Tuesday, September 15, 2015

Cooking is Cheaper than Therapy: The Infallible Brownie Mix

Did you think I left? Stuff  happens and before I knew it, it was Labor Day weekend! I am back with ideas to share.

A box of brownie mix should always in be in your pantry. Now, if you can whip up your own brownies without a mix, well aren't you just a little show off - - but seriously - - a brownie mix has always been my little secret.  

While I enjoy my time in the kitchen, especially for loved ones, I don't enjoy baking as much as I enjoy cooking. I think it is the perfect measuring I don't care for, as with the majority of cooking, it is a "pinch of this ... a pinch of that ..."

Now, even though baking isn't my favorite thing to do, I stand rather proud, that when it comes to cookie, cakes, and pies, I always bake those from scratch. Cookie mixes and pre-made cookie dough are a bit too sweet for me, and if I am going to eat cake - - give me the real thing. When raising kids, I made cakes from scratch, especially Red Velvet and Carrot cakes. I probably made more pies than cakes, because once again, you don't have to be so precise in measuring like you do with cakes. 

I once asked a pastry chef about her brownie recipe, and I was pleasantly surprised when she told me she used a mix. GASP! However, she was quick to point out the brownie mix was her base for her creativity. She confirmed everything I was already doing - - I felt righteous! 

One early morning, I was headed out of town for the night, but wanted to bring a baked good with me for my hosts. I grabbed a brownie mix from the cupboard figuring I could toss it in the oven, while I finished packing. Grabbing the mix from the cupboard, I happened to glance at the coffee pot and thought, instead of dumping the left over coffee since I would be gone, why not use it in the brownie mix instead of water the directions asked for? And I did. Even my hosts commented and asked, "What did you put in these? They taste really good." It was indeed the coffee, and I happened to add a few sprinkles of cinnamon.  

I started looking at other ways to doctor up a brownie mix and make it "my own" recipe. No leftover coffee available? Add instant coffee or instant espresso powder, to your liking, to the water that the mix asks for. If you're a beer drinker, instead of water as per the box directions,  switch it up for a dark creamy stout, or even a chocolate-flavored beer.

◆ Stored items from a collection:

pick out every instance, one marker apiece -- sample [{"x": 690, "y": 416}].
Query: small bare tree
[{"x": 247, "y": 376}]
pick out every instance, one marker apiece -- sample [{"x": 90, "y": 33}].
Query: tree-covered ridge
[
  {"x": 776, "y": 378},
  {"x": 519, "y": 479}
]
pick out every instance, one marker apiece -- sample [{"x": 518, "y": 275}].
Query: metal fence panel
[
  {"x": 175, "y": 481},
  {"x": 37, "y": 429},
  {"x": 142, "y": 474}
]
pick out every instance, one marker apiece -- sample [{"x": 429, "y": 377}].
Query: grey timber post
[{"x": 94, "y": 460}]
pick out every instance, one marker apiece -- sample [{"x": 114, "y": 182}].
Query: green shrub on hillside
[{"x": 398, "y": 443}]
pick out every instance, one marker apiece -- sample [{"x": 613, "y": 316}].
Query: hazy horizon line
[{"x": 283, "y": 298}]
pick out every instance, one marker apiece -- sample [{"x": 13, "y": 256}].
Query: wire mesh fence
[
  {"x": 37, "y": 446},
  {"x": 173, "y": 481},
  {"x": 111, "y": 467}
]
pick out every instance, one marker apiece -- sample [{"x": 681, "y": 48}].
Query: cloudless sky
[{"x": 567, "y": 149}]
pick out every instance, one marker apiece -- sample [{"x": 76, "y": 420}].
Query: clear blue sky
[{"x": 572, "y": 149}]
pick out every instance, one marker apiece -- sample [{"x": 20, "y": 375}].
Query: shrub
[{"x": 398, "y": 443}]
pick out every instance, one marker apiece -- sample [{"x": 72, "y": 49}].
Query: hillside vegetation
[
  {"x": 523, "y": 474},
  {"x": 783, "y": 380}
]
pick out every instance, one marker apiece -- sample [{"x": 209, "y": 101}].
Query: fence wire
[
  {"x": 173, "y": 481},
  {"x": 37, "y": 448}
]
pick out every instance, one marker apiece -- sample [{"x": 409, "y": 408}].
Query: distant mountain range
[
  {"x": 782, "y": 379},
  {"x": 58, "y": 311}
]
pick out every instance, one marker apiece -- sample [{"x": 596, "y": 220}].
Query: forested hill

◆ Task description:
Copy the part of the brownie mix post from "Tuesday, September 15, 2015" up to and including "ideas to share.".

◆ Exercise result:
Tuesday, September 15, 2015

Cooking is Cheaper than Therapy: The Infallible Brownie Mix

Did you think I left? Stuff  happens and before I knew it, it was Labor Day weekend! I am back with ideas to share.